▸ **DESCRIPTION OF THE TASK**
Rewrite all of the items below as a numbered list, leaving out any blank lines.

▸ **LISTED RECORDS**
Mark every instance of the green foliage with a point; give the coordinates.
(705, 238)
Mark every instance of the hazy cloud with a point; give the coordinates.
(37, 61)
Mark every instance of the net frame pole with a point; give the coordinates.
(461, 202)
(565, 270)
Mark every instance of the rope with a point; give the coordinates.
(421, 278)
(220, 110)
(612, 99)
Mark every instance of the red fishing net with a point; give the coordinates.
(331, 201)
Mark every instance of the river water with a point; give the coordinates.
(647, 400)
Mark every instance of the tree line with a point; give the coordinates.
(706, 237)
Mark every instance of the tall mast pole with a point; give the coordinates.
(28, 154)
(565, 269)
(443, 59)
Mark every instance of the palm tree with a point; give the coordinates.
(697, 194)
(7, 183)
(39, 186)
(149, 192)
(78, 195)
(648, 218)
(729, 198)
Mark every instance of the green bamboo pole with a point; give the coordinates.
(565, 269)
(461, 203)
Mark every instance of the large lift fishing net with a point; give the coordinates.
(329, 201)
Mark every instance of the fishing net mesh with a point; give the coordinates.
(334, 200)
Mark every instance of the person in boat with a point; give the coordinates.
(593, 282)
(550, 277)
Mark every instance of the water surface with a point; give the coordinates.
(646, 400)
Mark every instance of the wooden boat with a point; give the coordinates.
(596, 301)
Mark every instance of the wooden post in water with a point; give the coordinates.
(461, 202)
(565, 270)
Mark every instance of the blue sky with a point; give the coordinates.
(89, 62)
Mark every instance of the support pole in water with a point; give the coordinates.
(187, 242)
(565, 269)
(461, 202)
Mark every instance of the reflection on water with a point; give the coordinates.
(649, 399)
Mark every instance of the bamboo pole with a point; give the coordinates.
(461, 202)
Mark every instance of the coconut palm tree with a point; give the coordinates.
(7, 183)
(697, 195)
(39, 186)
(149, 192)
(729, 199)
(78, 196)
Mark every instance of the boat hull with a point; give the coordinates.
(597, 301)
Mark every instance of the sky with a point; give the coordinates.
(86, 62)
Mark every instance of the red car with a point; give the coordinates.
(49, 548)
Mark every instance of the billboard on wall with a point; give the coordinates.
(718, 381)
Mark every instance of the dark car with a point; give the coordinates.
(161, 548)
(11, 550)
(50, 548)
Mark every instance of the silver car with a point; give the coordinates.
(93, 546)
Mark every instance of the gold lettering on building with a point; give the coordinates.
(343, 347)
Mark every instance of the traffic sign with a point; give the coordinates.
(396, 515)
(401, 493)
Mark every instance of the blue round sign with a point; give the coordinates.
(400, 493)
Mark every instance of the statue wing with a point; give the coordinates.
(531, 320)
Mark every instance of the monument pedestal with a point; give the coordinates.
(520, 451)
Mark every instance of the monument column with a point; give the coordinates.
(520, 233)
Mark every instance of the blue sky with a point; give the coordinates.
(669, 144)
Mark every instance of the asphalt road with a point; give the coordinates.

▸ **WRITTEN RESPONSE**
1. Mark every instance of the green foliage with a point; give the coordinates.
2. (705, 238)
3. Mark every instance of the hazy cloud with a point; give the coordinates.
4. (37, 61)
5. Mark every instance of the net frame pole with a point; give the coordinates.
6. (461, 202)
7. (565, 270)
8. Mark every instance of the rope with a point; give the coordinates.
9. (421, 278)
10. (220, 110)
11. (612, 99)
12. Mark every instance of the red fishing net with a point; give the coordinates.
13. (331, 201)
14. Mark every instance of the river water with a point; give the coordinates.
15. (647, 400)
16. Mark every instance of the tree line with a point; give the coordinates.
17. (706, 237)
18. Mark every instance of the tall mast pole with a point; give the coordinates.
19. (28, 154)
20. (565, 269)
21. (443, 59)
22. Mark every instance of the palm tree with a point; give the coordinates.
23. (697, 194)
24. (7, 183)
25. (39, 186)
26. (149, 192)
27. (78, 195)
28. (648, 218)
29. (729, 198)
30. Mark every instance of the green bamboo pole with a point; give the coordinates.
31. (565, 269)
32. (461, 203)
33. Mark every instance of the large lift fishing net with a point; give the coordinates.
34. (329, 201)
35. Mark every instance of the fishing net mesh with a point; give the coordinates.
36. (334, 200)
37. Mark every instance of the person in boat with a point; give the coordinates.
38. (593, 282)
39. (550, 277)
40. Mark every instance of the water surface with a point; give the coordinates.
41. (646, 400)
42. Mark every instance of the wooden boat with a point; give the coordinates.
43. (596, 301)
44. Mark every instance of the wooden post in water with a point; give the coordinates.
45. (461, 202)
46. (565, 270)
47. Mark every instance of the blue sky with a point; give the coordinates.
48. (89, 62)
49. Mark every instance of the support pole in water with a point; give the coordinates.
50. (187, 242)
51. (565, 269)
52. (461, 202)
53. Mark every instance of the reflection on water with a point; give the coordinates.
54. (649, 399)
55. Mark every instance of the bamboo pole with a point; give the coordinates.
56. (461, 202)
57. Mark every instance of the coconut palm tree with a point; give the coordinates.
58. (7, 183)
59. (697, 195)
60. (39, 186)
61. (149, 192)
62. (729, 199)
63. (78, 196)
64. Mark every instance of the boat hull with a point; give the coordinates.
65. (597, 301)
66. Mark every instance of the sky with a point; give the coordinates.
67. (86, 62)
68. Mark every instance of the red car with a point; give the coordinates.
69. (49, 548)
70. Mark every instance of the billboard on wall with a point; give the coordinates.
71. (718, 381)
72. Mark every instance of the dark car with a point; give the coordinates.
73. (161, 548)
74. (11, 550)
75. (50, 548)
76. Mark every instance of the silver car with a point; give the coordinates.
77. (93, 546)
78. Mark every instance of the gold lettering on building with a point; give the coordinates.
79. (343, 347)
80. Mark every instance of the traffic sign with a point; give the coordinates.
81. (396, 515)
82. (401, 493)
83. Mark every instance of the blue round sign with a point; give the coordinates.
84. (400, 493)
85. Mark every instance of the statue wing with a point; give the coordinates.
86. (531, 320)
87. Mark every instance of the monument pedestal with a point; give the coordinates.
88. (520, 451)
89. Mark every instance of the monument column with a point; give the coordinates.
90. (520, 233)
91. Mark every instance of the blue sky with a point; give the coordinates.
92. (669, 144)
93. Mark every instance of the asphalt road with a point; give the coordinates.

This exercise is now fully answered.